## Texto de origem

------------------------------

Um drible na alquimia ou  a metáfora de Deus.

“A mitologia é a musica. É a musica da imaginação, inspirada nas energias do corpo. Uma vez um mestre zen parou diante de seus discípulos, prestes a proferir um sermão. No instante em que ele ia abrir a boca, um pássaro cantou. E ele disse: “O sermão já foi proferido”. J. Campbell

 

“Obscura poesia,/independente de toda e qualquer realidade!/Música: dou meu estado de alma de beber/como num beijo — pura Magia.” Y.Schmaltz

 

Sobre ser Yêda Schmaltz uma das mais altas vozes femininas da poesia brasileira é fato sabido e consabido por muita gente séria e boa, por estes Brasis afora, e também no exterior. Conheço pouca gente, como ela tão comprometida com o oficio de escrever literatura. Antes de aposentar-se como professora do Instituto de Artes da UFG, já conquistara, por seu talento, e uma obra sólida, quase toda premiada a admiração tanto do leitorado quanto da crítica literária. Uma vez fora da cátedra, entregou-se de corpo e alma ao que mais gosta e sabe fazer: escrever poesia.

Yêda tem olho de lince, lucidez e vertigem de vidente, tanto na prosa quanto na poesia. Sua prosa impressiona por sua lancinante e corajosa penetração nos caminhos e descaminhos do existir humano, revela e desnuda os mistérios do Ser Feminino, fato reconhecido por ensaístas respeitáveis. Dos Caminhos de mim com que estreou na poesia, até este instigante, “fulgaz” e vertiginoso Vrum, um drible seco e veloz, na arte de poetar, muita magia poética rolou, no rio heraclitiano de sua re-criadora indagação do mistério mitológico, e de seu corajoso e visceral mergulho na perigosa e fascinante questão da sexualidade feminina.

A quem tenha lido Prometeu americano, Ecos, e Rayon, sues livros mais recentes, não surpreenderá sua habilidade no re-inventar palavras, re-nomear coisas, uma vez sabendo-se que alquimista da palavra Yêda sempre foi; só que, a cada instante de seu ofício de “sagaranar”, ou de inventar Sagaranas, liberta, em forma de messe, ou de prece, o viço e o vício de sua lavra de palavras. Assim sendo, permite-se grafar palavras que inventa: óbrulo e malovro.

Vrum, poema único, retoma uma recorrência temática, presente na prosa e na poesia Yêdeana, proclamando, quase sempre com uma refinada ironia ou humor negro, a questão essencial, com que a maioria das pessoas nega o corpo e se recusa entrar em corpo a corpo com a vida, em seu medo de viver verdadeiramente. Tudo no viver transborda e irradia o esplendor do poético e a onipresente vitalidade dos mitos. O ódio ao vivo, a avidez pelo poder e o medo de ser, é que revela as pessoas encouraçadas. Para Reich, Jesus Cristo foi vítima da peste emocional ( o instinto assassino ), mais vivo e mais ameaçador hoje do que nunca o foi no passado da história humana. E onde entra a poesia em tudo isto? Mesmo sabendo que ela (a poesia) não serve para nada, não podemos viver sem seu esplendor e fascínio.

------------------------------

## Material de origem

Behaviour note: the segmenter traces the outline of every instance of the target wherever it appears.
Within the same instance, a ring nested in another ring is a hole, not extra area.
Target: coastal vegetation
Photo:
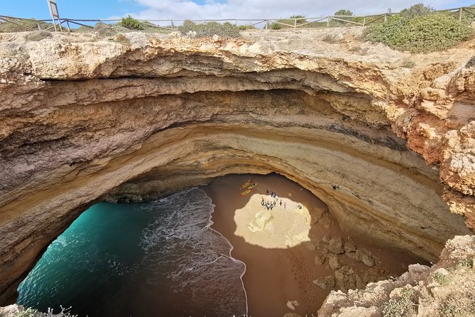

------------------------------

## Lista de tarefas
• A. Cite todos os livros de Yêda Schmaltz mencionados no texto sobre a poesia dela.
• B. Retome o texto sobre a poesia de Yêda Schmaltz logo depois da última frase mostrada.

## Respostas por tarefa
• A.
Caminhos de mim
Vrum
Prometeu americano
Ecos
Rayon

• B.
            A poesia (a busca da beleza) é a revelação do Ser: no verso ou no reverso da moenda dos dias, sua plenitude se cumpre e se legitima na vida vivida, na pele das palavra, nos rios da coragem, e no mar aberto do Encontro. O Ser só recupera sua imagem perdida na existência que se cumpre e se gasta até o osso: “ Ah! Misteriosa e obscura poesia/ independente de qualquer realidade/ música/ dou meu estado de alma para beber/ como num beijo – pura Magia”. Deus não joga dados, nem fala aos mortos-vivos. Onde se nasce, onde se cresce, no corpo vivo da Vida – aí Deus se manifesta, e revela a sua face. Mesmo sabendo que fazer poesia é um brincar com palavras, na busca impossível da palavra essencial – o silêncio intraduzível, o poeta escreve.  E o faz por não poder brincar de ciranda, ou jogar pião, com as crianças. E se AUM é o som primordial da vida que não teve princípio nem terá fim, Rosebud é a palavra que falta – não nos poderes do cidadão Kane, mas no quebra cabeça dos dias e no labirinto da existência humana.

Se tudo o que é fora é dentro, tudo é em cima como é em baixo, a mentira pode ser a verdade, ou vice-versa, uma vez que, segundo mestre Quintana, a mentira é uma verdade que esqueceu de acontecer. O efêmero instante que passa, a palavra imarcessível, que sempre nos escapa, o som de mantra, que daria completude ao Ser, é o objeto da busca de todos os poetas e artistas. E se “ há um poema que jamais chega  a palavra”, há uma palavra perdida, que jamais se revela no corpo vivo da poesia. Na paixão e no esplendor de estar vivo na carne, os poetas buscam a impossível maestria na magia da criação. O Vrum, tão fugaz e tão efêmero, voa fora do estreito limite das horas e minutos, a matéria infinita que elabora a nossa pobre eternidade. Certo, com a modernidade os poetas perderam o halo da santidade, mas conservaram vestígios do gesto subversivo de Prometeu, e como ladrões do fogo da criação, buscam cantar o esplendor de viver, sem jamais deixar de proclamar seu tempo e sua pátria. São desta lucidez e desta dureza na ternura, a raça dos verdadeiros artistas. E até que seja definitivamente derrotado o instinto anti-vida e a peste emocional, que a tantos condena ‘a morte em vida, terá a humanidade que empreender a maior e a mais gloriosa de suas façanhas: a conquista de seu próprio coração.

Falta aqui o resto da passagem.